▶ _TEXT SECTION_:
◆ ◆ ◆ ◆ ◆

2015-12-24

Table of Contents

Introduction

Minimal Theory

Step 1. Reproduce and confirm the problem

Step 2. Take at least 3 Heap dumps

Step 3. Find the problem

Step 4. Confirm that the issue is resolved

Links to some other resources

Summary

Introduction

Few months ago, I had to debug a memory leak in Node.js. I found a good number of articles dedicated to the subject, but even after carefully reading some of them, I was still pretty confused on what exactly I should do to debug our problem.

My intent for this post is to be a simple guide for funding a memory leak in Node. I will outline a single easy to follow approach, that should (in my opinion) be a starting point for any memory leak debugging in Node. For some cases, this approach may not be enough. I will link to some other resources that you may want to consider.

Minimal Theory

JavaScript is a garbage collected language. Therefore, all memory used by a Node process is being automatically allocated and de-allocated by the V8 JavaScript engine.

How does V8 know when to de-allocate the memory? V8 keeps a graph of all variables in the program, starting from the root node. There are 4 types of data types in JavaScript: Boolean, String, Number, and Object. First 3 are simple types, and they can only hold on to the data that is assigned to them (i.e. string of text). Objects, and everything else in JavaScript is an object (i.e. Arrays are Objects), can keep references (pointers) to other objects.



Periodically V8 will walk through the Memory Graph, trying to identify groups of data that can no longer be reached from the root node. If it’s not reachable from the root node, V8 assumes that the data is no longer used and releases the memory. This process is called Garbage Collection.

When does a memory leak occur?

Memory leak occurs in JavaScript when some no-longer-needed-data is still reachable from the root node. V8 will assume that the data is still being used and will not release the memory. In order to debug a memory leak we need to locate the data that is being kept by mistake, and make sure V8 is able to clean it up.

It’s also important to note that Garbage Collection does not run at all times. Normally V8 can trigger garbage collection when it deems appropriate. For example, it could run a Garbage Collection periodically, or it could trigger an out of turn Garbage Collection if it senses that the amount of free memory is getting low. Node has a limited number for memory available to each process, so V8 has to use whatever it has wisely.

◆ ◆ ◆ ◆ ◆

▶ _SUPPLIED DATA_:
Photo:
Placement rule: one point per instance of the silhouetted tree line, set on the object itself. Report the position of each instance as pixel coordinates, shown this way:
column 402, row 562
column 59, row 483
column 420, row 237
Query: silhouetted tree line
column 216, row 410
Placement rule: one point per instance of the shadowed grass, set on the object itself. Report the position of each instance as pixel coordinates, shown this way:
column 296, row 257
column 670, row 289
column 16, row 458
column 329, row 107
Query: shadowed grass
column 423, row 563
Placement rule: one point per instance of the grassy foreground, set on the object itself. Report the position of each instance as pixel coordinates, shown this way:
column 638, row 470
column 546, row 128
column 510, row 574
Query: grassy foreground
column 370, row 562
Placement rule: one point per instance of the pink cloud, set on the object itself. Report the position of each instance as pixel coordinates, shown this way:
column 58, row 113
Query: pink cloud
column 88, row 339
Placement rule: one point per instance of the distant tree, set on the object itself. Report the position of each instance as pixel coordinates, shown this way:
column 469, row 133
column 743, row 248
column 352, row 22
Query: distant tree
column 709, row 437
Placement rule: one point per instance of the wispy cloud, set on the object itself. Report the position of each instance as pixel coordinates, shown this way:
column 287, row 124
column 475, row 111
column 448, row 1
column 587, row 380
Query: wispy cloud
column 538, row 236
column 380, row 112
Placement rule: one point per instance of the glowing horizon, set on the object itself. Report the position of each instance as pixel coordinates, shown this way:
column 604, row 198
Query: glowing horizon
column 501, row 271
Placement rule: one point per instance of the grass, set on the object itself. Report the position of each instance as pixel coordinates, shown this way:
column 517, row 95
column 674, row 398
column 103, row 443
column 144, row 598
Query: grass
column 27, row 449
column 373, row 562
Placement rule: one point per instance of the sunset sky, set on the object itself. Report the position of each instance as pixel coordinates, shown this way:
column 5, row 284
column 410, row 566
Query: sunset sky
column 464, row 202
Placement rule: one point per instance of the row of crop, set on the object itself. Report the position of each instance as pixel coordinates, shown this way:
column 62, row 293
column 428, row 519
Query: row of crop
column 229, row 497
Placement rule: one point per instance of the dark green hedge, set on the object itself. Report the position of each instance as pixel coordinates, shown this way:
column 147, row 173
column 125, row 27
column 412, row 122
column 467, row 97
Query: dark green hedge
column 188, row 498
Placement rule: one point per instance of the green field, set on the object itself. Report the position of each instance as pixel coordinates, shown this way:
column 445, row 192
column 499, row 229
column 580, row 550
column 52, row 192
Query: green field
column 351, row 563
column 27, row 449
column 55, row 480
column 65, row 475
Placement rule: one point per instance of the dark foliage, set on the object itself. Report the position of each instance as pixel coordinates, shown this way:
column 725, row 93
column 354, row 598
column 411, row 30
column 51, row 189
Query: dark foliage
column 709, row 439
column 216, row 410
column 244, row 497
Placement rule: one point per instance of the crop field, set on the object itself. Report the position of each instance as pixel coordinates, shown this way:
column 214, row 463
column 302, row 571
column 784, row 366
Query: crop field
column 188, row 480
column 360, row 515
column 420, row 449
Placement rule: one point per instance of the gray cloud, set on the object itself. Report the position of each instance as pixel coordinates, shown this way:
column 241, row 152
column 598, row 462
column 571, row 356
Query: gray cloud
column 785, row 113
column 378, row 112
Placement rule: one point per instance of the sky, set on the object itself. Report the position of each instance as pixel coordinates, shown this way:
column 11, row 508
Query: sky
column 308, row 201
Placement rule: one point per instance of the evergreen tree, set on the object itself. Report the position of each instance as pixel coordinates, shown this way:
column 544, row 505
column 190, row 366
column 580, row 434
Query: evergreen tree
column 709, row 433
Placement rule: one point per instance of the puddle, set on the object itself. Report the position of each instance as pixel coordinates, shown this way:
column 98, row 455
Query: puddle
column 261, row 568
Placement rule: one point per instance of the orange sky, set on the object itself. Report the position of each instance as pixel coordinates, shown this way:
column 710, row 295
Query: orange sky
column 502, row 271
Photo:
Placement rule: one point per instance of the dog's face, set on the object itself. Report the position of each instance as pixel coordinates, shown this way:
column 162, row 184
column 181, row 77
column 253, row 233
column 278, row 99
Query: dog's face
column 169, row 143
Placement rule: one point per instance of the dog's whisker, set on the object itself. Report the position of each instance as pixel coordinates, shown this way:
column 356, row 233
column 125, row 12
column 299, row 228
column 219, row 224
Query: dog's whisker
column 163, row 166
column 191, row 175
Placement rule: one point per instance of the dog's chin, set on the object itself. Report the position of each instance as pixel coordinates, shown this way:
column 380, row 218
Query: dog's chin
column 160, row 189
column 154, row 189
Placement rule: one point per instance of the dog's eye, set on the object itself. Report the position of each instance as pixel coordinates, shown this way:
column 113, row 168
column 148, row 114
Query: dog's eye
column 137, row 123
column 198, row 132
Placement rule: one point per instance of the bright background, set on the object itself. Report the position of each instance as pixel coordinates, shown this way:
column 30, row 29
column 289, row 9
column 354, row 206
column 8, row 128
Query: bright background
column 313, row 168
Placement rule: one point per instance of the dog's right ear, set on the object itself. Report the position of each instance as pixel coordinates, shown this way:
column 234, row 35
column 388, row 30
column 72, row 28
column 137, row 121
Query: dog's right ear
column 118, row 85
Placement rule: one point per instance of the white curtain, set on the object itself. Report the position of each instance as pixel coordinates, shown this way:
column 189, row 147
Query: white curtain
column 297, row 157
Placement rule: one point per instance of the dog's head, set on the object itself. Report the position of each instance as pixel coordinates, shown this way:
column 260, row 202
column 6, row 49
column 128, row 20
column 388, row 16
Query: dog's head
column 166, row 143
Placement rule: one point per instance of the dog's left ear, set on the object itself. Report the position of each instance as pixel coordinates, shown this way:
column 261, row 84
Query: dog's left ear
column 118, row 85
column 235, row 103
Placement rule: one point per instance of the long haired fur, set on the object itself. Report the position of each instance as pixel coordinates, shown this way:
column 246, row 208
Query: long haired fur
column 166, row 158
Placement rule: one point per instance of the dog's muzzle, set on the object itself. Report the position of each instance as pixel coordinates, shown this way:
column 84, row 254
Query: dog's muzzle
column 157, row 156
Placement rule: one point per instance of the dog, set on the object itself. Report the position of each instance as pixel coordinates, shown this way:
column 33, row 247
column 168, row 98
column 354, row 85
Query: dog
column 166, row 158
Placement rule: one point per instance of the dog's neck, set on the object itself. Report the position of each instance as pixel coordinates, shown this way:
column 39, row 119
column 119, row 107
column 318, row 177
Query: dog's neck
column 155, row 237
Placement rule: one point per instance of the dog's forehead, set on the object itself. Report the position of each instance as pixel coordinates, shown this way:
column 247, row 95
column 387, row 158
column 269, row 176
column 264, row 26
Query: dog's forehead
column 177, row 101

◆ ◆ ◆ ◆ ◆

▶ _STATED PROBLEM A_:
Which JavaScript data types does the Node.js memory leak guide name?
▶ _STATED PROBLEM B_:
Answer these questions from the Node.js memory leak guide, one per line:
(i) Which engine allocates and de-allocates the memory used by a Node process?
(ii) What does Step 2 in the table of contents tell you to take?
(iii) What does V8 assume about data that cannot be reached from the root node?

▶ _TASK RESPONSE A_:
Boolean, String, Number, Object

▶ _TASK RESPONSE B_:
(i) The V8 JavaScript engine.
(ii) At least 3 Heap dumps.
(iii) That the data is no longer used, so it releases the memory.